== Selected passage ==
========================================
Laminate floors are made to withstand the normal wear-and-tear of daily life. Laminate flooring in general will give you many more years of enjoyment than carpet, plus you have the look of the hardwood without spending all that money.

However, nothing lasts forever. If your laminate flooring happened to get damaged, it is much easier to repair than hardwood flooring. There is no sanding or refinishing involved since laminate flooring is a thin veneer. A small dent or scratch can be repaired using a laminate flooring repair kit.

How To Repair Laminate Flooring

Small problems such as scratches can be masked with a colored marker. Find a permanent market in a similar color to mask minor scratches, worn edges, blemishes, and imperfections. Repeat as needed.

For more visible dents or scratches you need to use the color compound from a repair kit. They are available in a variety of colors to match your floor. Manufacturers have different conditions of use, so just in case, read their instructions before use.
========================================
(Records of labeled boxes)
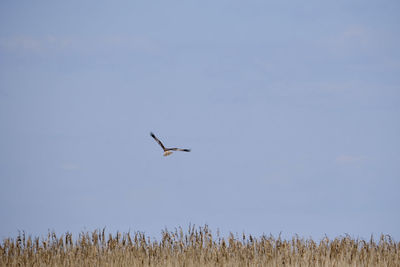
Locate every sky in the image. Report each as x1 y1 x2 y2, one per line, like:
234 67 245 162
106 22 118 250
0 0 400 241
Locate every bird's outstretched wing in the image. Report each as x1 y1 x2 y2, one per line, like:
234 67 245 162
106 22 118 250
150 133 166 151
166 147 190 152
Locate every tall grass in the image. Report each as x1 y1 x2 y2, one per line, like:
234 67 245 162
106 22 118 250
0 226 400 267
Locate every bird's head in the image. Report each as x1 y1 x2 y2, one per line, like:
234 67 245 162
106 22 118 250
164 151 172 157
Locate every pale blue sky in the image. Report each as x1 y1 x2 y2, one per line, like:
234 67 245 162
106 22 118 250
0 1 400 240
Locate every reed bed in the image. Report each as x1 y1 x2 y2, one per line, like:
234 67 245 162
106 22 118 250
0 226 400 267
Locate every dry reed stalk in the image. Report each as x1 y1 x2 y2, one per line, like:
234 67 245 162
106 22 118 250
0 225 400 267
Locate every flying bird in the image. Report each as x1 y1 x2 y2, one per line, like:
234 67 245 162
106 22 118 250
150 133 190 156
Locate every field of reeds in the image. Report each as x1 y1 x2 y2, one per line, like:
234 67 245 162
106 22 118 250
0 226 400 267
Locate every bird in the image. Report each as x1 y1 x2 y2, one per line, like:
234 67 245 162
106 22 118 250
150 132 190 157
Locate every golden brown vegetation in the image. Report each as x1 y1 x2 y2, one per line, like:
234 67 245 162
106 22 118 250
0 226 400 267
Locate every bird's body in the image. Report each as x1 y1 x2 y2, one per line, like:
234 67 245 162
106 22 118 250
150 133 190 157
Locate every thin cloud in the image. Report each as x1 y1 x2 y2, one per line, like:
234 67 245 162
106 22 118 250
========================================
== List of tasks ==
1. From the laminate flooring text, extract the words starting with "For more visible" and going on through "instructions before use.".
2. Name every flaw that the laminate flooring text says a permanent marker can mask.
Work from the laminate flooring text alone and not from the data.

== Outputs for the tasks ==
1.
For more visible dents or scratches you need to use the color compound from a repair kit. They are available in a variety of colors to match your floor. Manufacturers have different conditions of use, so just in case, read their instructions before use.

2. minor scratches, worn edges, blemishes, imperfections